To be done: Return the stretch of the records from the line containing "Pinpoint windshield price" through the line containing "[593,612,790,718]", reproducing each line verbatim.

Source records:
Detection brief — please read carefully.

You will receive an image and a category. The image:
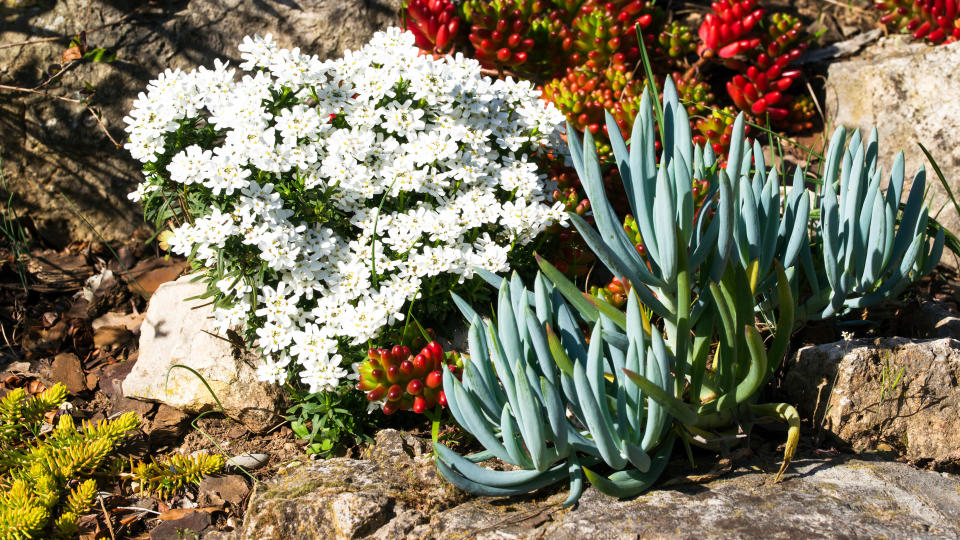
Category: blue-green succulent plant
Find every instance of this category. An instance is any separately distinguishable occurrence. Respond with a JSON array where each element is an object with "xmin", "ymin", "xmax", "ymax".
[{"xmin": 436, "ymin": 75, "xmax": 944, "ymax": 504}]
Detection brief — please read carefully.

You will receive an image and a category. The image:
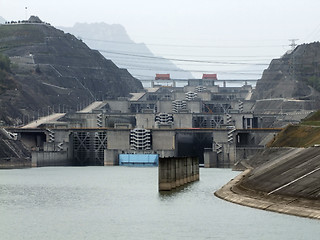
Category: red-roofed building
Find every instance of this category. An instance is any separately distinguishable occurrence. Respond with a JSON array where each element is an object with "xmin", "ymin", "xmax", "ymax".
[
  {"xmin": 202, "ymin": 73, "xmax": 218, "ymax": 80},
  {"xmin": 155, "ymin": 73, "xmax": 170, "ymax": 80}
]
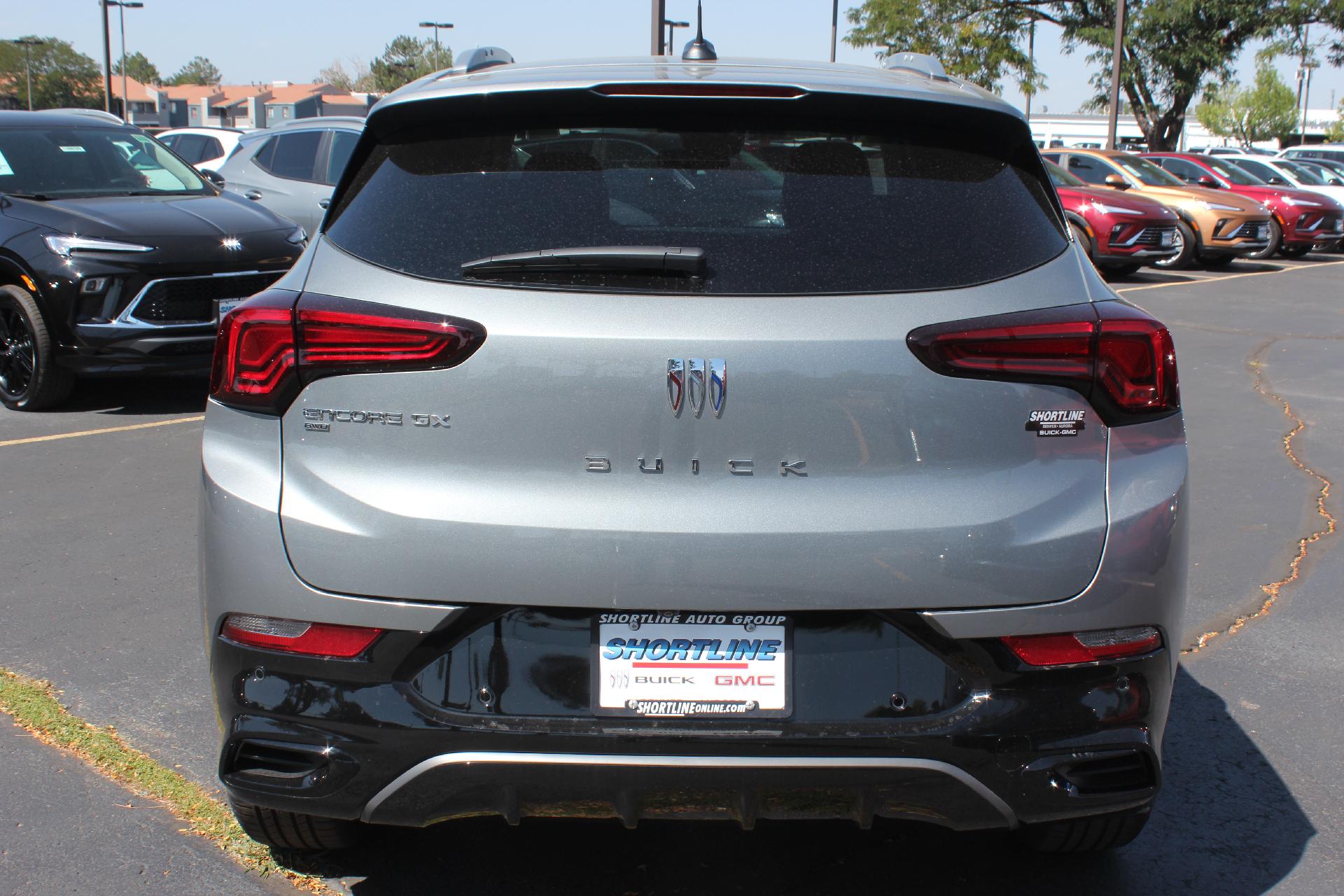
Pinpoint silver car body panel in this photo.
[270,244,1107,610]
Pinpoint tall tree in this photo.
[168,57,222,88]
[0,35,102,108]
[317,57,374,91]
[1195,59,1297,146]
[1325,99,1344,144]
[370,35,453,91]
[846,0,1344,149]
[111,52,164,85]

...

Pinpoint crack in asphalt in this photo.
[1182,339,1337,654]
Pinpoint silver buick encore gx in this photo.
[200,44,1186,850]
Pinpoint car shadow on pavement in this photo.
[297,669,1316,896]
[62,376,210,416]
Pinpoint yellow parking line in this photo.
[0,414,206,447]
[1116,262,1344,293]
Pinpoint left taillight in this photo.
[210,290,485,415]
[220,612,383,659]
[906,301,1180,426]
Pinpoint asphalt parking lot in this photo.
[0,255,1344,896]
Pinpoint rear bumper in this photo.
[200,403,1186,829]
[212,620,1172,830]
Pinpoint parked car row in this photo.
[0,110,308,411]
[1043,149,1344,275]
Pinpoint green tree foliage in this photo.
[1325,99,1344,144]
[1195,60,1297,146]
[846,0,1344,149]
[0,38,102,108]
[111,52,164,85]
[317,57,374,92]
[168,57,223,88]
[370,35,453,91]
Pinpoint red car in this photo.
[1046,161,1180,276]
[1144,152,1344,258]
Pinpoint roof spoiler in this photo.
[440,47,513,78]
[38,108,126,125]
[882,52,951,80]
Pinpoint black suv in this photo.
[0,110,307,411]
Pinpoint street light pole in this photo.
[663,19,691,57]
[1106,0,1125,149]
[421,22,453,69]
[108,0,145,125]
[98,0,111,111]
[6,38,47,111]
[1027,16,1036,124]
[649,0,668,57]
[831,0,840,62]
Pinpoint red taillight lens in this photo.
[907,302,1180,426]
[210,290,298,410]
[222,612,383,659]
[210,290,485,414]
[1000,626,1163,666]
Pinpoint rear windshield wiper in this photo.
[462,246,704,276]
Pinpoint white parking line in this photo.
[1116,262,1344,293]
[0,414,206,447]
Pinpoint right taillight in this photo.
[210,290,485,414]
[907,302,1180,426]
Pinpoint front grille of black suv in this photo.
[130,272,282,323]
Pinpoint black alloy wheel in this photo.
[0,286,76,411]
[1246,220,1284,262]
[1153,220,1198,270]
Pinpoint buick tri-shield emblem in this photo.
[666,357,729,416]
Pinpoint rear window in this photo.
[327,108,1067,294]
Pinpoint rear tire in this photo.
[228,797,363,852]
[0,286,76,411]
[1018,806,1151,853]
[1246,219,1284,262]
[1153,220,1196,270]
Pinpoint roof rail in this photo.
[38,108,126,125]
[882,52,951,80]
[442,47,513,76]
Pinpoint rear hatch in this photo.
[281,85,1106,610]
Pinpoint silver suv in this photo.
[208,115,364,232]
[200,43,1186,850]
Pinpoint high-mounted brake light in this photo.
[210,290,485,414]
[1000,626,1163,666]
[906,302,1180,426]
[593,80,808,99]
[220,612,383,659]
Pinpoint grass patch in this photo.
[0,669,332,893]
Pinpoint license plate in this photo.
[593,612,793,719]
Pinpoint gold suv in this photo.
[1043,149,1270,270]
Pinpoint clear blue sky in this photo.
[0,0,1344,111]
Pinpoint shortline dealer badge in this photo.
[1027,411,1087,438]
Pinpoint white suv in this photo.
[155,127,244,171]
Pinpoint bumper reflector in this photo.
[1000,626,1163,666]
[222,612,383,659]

==

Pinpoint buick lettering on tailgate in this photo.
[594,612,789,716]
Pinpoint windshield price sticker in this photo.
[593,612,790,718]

Output:
Pinpoint windshield price sticker in this photo.
[593,612,790,718]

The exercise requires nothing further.